During the MLP training process, the research employed an efficient active learning strategy to avoid the time-consuming issues associated with traditional DFT MD simulations. For MOF-303, an initial dataset was constructed by inserting 0-42 water molecules into a 2×2×2 supercell empty framework (ensuring that interatomic distances met van der Waals radius requirements), repeating this process 10 times to obtain 430 structures, applying two random position and cell perturbations to each structure, ultimately generating 860 snapshots for initial MLP training. Subsequently, three phases of active learning cycles were conducted: the first phase involved 5 rounds of MLP NPT-MD simulations at 100K (1000 steps per round, step size 0.5fs), where low-temperature conditions prevented model instability due to sampling exceeding the training set phase space; the second phase raised the temperature to 300K, conducting 5 rounds of simulations (4000 steps per round); the third phase further increased the temperature to 500K, conducting 5 rounds of simulations (10000 steps per round). At the end of each simulation round, the final MD snapshots were extracted, and energies and forces were recalculated at the rPBE-D3 (BJ) level using VASP software, adding them to the training set to update the MLP model. For MOF-333 and MOF-LA2−1, the initial dataset construction method was adjusted based on their structural characteristics: MOF-333 considered both cis and trans ligand conformations, with each adsorption amount corresponding to 5 snapshots containing guest molecules; MOF-LA2−1 encompassed 16 possible ligand conformations, selecting 26 intermediate adsorption amounts between 0-68 for each conformation, generating 5 snapshots for each adsorption amount. The final trained MACE MLP model maintained validation errors for energy and force within 0.9 meV/atom and 43 meV/Å, respectively, accurately describing the flexible characteristics of MOF frameworks and intermolecular interactions.

------------------------------

* [Objective 1]:
In the passage on training the machine-learning potential, why were the first-phase simulations run at 100K? Answer in one to three sentences.
* [Objective 2]:
According to the passage on training the machine-learning potential, how many snapshots were generated for the initial MLP training of MOF-303?

------------------------------

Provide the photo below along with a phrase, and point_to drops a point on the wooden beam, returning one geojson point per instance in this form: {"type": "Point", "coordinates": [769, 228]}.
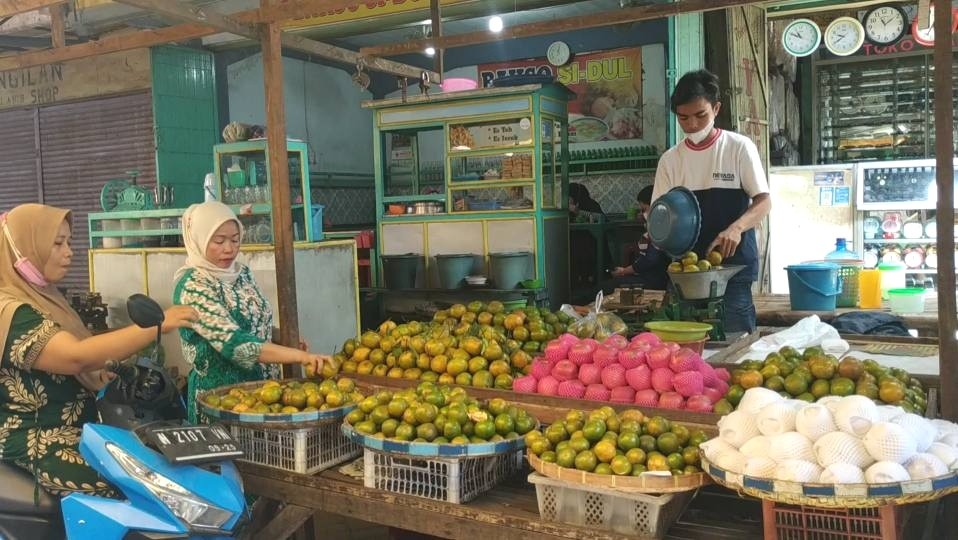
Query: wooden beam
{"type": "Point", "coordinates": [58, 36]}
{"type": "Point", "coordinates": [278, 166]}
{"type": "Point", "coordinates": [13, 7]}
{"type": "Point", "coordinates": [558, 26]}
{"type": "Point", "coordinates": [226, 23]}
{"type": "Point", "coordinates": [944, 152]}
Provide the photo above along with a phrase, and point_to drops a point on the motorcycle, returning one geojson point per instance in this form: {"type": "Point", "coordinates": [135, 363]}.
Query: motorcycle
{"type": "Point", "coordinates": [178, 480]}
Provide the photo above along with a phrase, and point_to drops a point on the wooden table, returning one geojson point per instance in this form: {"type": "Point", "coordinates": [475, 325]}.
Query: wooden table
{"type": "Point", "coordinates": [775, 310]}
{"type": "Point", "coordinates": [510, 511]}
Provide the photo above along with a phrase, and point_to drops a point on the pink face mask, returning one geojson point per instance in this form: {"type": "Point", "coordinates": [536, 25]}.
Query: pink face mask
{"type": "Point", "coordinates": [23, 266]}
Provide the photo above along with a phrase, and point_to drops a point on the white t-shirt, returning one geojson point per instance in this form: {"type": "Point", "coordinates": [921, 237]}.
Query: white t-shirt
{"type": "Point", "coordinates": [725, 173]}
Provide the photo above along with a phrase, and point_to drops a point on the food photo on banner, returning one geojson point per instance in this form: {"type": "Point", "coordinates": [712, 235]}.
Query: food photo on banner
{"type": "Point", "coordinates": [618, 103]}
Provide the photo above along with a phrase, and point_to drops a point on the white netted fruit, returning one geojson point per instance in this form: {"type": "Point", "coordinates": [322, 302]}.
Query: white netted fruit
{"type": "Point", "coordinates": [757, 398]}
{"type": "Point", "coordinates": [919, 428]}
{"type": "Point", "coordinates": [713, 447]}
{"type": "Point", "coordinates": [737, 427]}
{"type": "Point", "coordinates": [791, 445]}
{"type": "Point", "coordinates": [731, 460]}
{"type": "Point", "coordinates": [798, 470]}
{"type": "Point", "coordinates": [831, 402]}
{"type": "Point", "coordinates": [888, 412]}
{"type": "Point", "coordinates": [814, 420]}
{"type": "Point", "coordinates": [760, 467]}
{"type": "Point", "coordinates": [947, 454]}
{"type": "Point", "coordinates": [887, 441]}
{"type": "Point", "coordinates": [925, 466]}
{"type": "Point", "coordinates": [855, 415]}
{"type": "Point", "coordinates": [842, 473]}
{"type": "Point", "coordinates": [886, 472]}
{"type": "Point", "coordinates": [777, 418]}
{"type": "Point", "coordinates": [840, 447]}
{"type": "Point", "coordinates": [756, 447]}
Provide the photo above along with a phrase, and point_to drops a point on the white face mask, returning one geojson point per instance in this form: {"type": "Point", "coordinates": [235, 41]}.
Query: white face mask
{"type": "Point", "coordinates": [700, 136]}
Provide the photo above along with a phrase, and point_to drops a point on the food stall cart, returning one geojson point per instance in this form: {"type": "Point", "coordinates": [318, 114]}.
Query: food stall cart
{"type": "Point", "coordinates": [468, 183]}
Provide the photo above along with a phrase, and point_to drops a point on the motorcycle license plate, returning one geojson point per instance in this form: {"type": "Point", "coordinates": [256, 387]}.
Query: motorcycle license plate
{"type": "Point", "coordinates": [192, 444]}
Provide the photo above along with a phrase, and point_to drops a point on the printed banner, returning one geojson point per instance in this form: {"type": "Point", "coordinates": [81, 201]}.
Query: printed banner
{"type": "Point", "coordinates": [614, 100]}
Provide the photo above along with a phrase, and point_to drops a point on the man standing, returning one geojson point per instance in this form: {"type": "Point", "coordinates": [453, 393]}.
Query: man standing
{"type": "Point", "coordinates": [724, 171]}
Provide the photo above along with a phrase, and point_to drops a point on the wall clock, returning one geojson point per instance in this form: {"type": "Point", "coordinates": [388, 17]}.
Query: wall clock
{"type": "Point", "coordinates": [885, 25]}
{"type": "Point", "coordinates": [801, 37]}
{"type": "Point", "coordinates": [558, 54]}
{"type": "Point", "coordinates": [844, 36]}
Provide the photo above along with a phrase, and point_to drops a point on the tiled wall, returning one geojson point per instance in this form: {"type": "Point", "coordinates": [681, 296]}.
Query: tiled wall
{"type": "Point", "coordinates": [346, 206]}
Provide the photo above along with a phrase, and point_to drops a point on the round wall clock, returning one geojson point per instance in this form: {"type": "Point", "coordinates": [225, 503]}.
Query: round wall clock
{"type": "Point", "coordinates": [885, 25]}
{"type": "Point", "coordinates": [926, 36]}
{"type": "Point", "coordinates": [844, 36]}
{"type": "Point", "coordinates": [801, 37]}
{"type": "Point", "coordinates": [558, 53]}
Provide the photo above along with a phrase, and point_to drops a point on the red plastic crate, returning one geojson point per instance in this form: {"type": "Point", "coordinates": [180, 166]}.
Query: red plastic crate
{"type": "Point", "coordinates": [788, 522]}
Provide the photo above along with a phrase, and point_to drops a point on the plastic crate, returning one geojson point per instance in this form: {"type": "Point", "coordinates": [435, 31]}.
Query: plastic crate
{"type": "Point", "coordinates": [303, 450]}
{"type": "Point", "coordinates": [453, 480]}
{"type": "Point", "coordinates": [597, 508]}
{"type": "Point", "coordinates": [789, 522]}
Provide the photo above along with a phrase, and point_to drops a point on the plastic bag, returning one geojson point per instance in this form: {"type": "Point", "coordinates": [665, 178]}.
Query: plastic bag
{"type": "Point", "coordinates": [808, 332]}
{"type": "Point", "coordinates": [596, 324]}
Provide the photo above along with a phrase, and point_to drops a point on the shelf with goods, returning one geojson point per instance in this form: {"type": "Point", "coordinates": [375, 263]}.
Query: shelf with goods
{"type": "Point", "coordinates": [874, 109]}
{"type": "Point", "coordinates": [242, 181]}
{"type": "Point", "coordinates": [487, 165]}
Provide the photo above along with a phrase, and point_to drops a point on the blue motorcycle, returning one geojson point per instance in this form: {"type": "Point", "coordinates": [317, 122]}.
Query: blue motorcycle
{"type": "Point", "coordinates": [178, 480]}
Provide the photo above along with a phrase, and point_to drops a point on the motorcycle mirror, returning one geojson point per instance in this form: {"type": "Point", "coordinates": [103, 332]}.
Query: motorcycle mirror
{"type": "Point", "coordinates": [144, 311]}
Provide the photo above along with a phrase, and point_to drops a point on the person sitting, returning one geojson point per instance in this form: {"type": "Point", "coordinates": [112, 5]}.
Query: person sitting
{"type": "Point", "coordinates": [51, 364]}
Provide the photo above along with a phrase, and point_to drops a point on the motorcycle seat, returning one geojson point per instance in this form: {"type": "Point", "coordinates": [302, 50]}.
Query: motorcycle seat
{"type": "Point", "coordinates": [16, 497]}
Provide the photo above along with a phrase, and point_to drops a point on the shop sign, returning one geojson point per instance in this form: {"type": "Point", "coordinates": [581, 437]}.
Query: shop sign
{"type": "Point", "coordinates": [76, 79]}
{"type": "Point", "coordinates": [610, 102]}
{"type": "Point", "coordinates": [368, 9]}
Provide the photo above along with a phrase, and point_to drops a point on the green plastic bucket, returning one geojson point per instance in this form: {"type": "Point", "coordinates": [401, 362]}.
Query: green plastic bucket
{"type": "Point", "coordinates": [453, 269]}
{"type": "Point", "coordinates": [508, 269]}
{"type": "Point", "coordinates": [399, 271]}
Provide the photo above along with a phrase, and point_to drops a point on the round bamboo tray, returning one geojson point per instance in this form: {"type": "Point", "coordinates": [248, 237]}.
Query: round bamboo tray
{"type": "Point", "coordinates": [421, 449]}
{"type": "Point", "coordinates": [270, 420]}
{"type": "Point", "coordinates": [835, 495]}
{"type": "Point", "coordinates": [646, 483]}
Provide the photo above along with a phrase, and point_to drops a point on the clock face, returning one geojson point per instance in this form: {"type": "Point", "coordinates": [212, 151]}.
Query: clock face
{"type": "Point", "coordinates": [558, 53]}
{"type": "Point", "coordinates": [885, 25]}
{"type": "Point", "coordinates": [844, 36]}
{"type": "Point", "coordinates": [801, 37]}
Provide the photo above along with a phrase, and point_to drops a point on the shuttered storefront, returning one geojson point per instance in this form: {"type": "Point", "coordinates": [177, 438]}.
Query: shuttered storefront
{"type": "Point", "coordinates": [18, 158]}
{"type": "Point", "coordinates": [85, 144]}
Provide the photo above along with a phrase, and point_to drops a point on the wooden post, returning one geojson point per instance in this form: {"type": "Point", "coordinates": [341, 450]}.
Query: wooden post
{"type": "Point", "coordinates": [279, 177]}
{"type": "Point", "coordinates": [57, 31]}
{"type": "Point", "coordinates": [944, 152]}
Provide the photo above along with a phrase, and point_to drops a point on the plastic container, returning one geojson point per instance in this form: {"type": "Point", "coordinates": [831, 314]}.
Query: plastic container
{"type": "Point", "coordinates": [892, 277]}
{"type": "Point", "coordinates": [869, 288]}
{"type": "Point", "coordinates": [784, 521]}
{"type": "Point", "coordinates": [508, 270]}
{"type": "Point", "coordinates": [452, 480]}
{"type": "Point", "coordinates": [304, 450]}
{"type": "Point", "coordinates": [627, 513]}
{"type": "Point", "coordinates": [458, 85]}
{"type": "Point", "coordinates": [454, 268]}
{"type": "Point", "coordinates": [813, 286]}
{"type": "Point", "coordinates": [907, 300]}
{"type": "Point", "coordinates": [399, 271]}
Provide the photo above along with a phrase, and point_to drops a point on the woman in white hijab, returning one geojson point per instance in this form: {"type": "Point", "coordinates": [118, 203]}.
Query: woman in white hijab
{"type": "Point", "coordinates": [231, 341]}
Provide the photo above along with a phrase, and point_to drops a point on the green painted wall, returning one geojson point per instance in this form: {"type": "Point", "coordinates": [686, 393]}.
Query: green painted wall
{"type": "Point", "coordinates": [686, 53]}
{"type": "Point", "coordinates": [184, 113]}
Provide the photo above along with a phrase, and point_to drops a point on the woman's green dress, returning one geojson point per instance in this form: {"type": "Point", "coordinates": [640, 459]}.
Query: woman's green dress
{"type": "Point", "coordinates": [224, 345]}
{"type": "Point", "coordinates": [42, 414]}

------------------------------

* [Full solution 1]:
The first phase was run at 100K because the low temperature kept the simulations from sampling beyond the phase space covered by the training set. Sampling outside that space would have made the model unstable.

* [Full solution 2]:
860 snapshots.